[What you are asked to do] Copy out, word for word, the stretch of the entries from the line containing "Target: distant island" through the last line of the entries, including both ends.

(Data items)
━━━

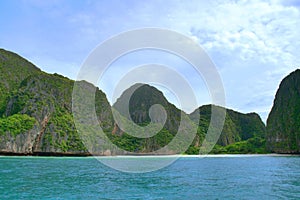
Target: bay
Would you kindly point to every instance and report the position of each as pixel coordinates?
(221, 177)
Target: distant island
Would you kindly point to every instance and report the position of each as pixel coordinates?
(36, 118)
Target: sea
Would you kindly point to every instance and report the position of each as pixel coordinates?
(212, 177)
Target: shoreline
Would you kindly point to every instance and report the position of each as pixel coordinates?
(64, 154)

━━━

[Solution]
Target: distant island
Would you kindly point to every instance and report the position of each as pixel coordinates?
(36, 118)
Target: sea
Would you kindly point to every instance and report the position of each as pixel coordinates?
(212, 177)
Target: shoreline
Would you kindly point to every instance and report the position of each as pixel coordinates?
(64, 154)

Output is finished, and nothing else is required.